How do you maintain team cohesion when some people are working remotely while others are onsite?
How do you create deep social connectivity in a distanced world where everyone wears a mask, which hides many telling facial expressions?
Mental Health. While companies are increasingly recognizing the importance of this issue, managing employee mental-health challenges—both recognizing problems and addressing them—has never been easy for companies. And when employees are working remotely, it adds to the challenges. Some key questions to consider:
What steps should you take to help employees manage the burdens of working remotely, such as the blurring of work-life boundaries and the cognitive overload from being digitally engaged all day?
What systems and benefits do you need to put in place in order to support employees who are experiencing mental-health difficulties?
Physical Health. A productive workforce is a healthy workforce. This means promoting positive healthy behaviors in the remote and hybrid workplace. Some key questions to consider:
Without being able to provide access to a corporate gym, what other benefits, incentives, and structures might you put in place to encourage physical well-being?
How do you create team-level work-life balance?
Workplace Tools. Given the ubiquity of digital technology in the traditional workplace, the virtual or hybrid version needs to replicate this. Employers must use these tools to make it easy for employees not only to carry out their daily tasks but also to collaborate with their teams and other members of the organization—wherever they are located. Some key questions to consider:
What digital tools do employees need in a non-office-centric workplace—particularly to support collaborative tasks?
What role does the company play in either providing the physical tools and equipment needed to work from home, such as external monitors and ergonomic chairs, or compensating employees so that they can purchase them?
When part of the team is in the office and part of it is at home, how do you develop norms to ensure that everyone feels included?
For those working at home, how do you create the sense of a workplace?
When teams are split between home and office, remote members often feel at a disadvantage during meetings vis-à-vis those who are physically together. To counter this concern and promote equal participation in meetings, one option is to have all participants dial in to the call individually, even if they are onsite.
For each new challenge that arises in the remote and hybrid work world, employers will need to determine the specific tools and techniques that fit into their corporate culture and work patterns. It will be important to understand employee productivity as the workplace continues to evolve. This evolution will increase the need for employers to measure employee productivity in conjunction with employee perceptions. But the key questions and examples featured here provide a starting point for consideration so that companies can enhance productivity whenever and wherever work is happening.

* **The problem**
According to the text on remote and hybrid work, what is one option for promoting equal participation in meetings when teams are split between home and office?

* **Extracted entries**
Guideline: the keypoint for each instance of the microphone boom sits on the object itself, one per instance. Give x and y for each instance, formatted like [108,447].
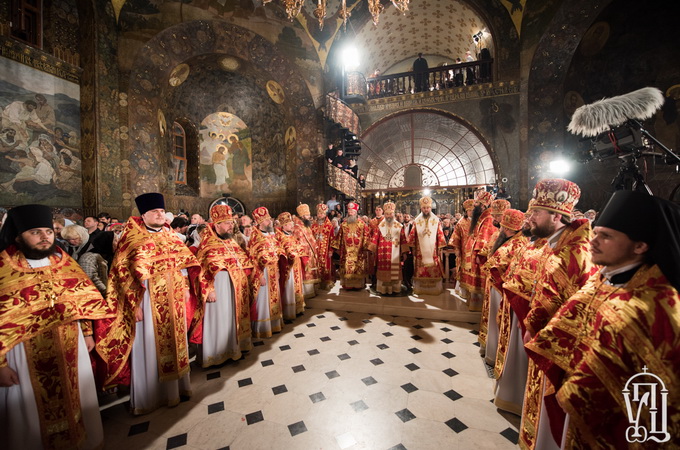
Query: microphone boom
[603,115]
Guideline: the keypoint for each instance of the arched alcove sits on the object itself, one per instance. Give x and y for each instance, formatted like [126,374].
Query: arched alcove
[445,150]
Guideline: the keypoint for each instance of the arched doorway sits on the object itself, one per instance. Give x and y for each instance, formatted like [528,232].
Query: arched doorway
[447,151]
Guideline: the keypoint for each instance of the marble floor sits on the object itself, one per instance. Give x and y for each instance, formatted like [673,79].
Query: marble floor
[335,379]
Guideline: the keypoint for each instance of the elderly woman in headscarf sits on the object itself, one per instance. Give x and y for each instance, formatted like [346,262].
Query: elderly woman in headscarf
[94,261]
[78,240]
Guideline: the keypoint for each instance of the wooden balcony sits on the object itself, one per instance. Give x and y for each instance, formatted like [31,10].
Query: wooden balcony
[438,78]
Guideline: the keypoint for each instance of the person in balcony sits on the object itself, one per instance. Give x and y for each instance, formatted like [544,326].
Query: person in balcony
[352,168]
[420,68]
[339,159]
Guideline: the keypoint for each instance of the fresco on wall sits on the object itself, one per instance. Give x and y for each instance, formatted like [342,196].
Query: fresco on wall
[226,155]
[40,158]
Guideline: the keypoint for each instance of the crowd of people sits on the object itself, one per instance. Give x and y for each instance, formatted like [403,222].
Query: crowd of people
[570,309]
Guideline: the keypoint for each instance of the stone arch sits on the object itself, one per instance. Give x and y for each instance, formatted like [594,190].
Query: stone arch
[448,150]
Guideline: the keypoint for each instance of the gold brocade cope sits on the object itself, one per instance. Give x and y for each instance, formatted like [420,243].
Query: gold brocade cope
[308,252]
[265,251]
[33,301]
[494,268]
[504,318]
[473,279]
[352,241]
[40,307]
[323,234]
[636,326]
[457,241]
[388,243]
[294,250]
[561,271]
[216,255]
[157,258]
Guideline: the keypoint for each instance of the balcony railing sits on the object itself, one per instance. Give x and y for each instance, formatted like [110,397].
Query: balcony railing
[339,112]
[342,181]
[437,78]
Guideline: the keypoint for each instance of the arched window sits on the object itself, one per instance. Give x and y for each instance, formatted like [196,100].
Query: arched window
[26,20]
[425,148]
[179,153]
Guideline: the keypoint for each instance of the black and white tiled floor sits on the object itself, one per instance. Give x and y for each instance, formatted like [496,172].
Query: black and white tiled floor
[334,380]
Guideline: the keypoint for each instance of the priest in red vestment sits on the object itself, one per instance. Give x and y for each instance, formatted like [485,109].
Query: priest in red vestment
[352,243]
[388,245]
[48,397]
[480,233]
[427,240]
[223,315]
[562,268]
[308,256]
[323,234]
[265,252]
[611,351]
[145,345]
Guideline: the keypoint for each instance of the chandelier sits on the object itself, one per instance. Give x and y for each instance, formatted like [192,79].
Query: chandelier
[293,8]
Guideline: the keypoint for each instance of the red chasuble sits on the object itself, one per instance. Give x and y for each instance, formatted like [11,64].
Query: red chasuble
[494,268]
[308,255]
[600,339]
[352,241]
[41,308]
[265,252]
[562,271]
[216,255]
[473,279]
[323,234]
[157,258]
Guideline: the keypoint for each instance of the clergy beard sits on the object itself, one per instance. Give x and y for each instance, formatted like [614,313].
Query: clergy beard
[500,240]
[543,231]
[476,213]
[32,253]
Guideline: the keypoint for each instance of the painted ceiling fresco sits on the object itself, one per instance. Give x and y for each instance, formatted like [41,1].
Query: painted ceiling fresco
[433,27]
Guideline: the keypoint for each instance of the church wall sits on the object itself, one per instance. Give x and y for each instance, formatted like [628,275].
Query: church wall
[284,126]
[495,120]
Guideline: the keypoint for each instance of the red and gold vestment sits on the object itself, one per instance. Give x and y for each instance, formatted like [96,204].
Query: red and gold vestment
[265,252]
[352,241]
[562,270]
[323,234]
[495,267]
[295,251]
[41,307]
[600,338]
[388,244]
[156,258]
[427,239]
[216,255]
[308,256]
[457,241]
[473,279]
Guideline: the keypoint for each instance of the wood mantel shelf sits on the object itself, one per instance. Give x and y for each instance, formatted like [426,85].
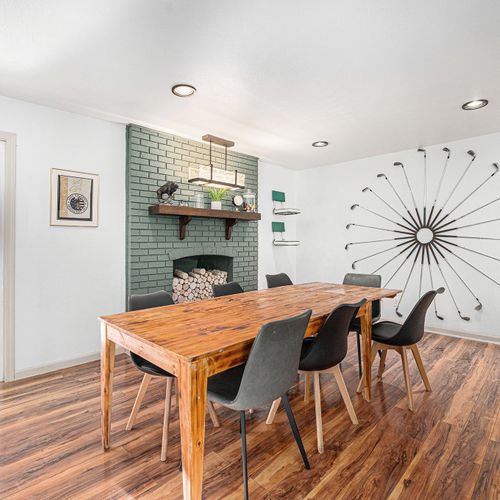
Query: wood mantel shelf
[185,215]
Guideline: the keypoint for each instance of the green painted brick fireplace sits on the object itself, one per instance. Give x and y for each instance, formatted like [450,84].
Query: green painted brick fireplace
[153,241]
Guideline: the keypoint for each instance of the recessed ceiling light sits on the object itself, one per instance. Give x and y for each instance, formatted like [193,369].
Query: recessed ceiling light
[183,90]
[476,104]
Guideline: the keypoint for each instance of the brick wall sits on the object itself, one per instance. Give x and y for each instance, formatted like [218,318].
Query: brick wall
[153,241]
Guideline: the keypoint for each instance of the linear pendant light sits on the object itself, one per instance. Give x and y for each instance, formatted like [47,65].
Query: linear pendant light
[208,175]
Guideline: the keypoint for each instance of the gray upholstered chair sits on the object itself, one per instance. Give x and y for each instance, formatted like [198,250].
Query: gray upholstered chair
[150,370]
[281,279]
[227,289]
[388,335]
[269,372]
[369,280]
[323,353]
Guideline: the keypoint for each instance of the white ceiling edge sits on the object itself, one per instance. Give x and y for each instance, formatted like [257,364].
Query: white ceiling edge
[188,132]
[184,131]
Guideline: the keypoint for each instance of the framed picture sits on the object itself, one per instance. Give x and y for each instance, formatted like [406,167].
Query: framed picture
[73,198]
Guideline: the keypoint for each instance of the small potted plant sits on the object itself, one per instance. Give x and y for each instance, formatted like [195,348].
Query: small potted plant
[216,197]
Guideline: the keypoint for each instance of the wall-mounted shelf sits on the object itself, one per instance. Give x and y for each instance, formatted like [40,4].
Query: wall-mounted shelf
[186,214]
[286,243]
[281,209]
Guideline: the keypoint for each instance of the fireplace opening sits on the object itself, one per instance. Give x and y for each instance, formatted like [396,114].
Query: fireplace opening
[194,276]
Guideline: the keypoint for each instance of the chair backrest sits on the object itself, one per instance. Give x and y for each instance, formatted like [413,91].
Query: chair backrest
[281,279]
[227,289]
[412,329]
[370,280]
[329,347]
[273,361]
[148,300]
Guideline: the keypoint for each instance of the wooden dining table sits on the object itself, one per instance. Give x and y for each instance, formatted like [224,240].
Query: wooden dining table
[196,340]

* **Result**
Have all participants dial in to the call individually, even if they are onsite.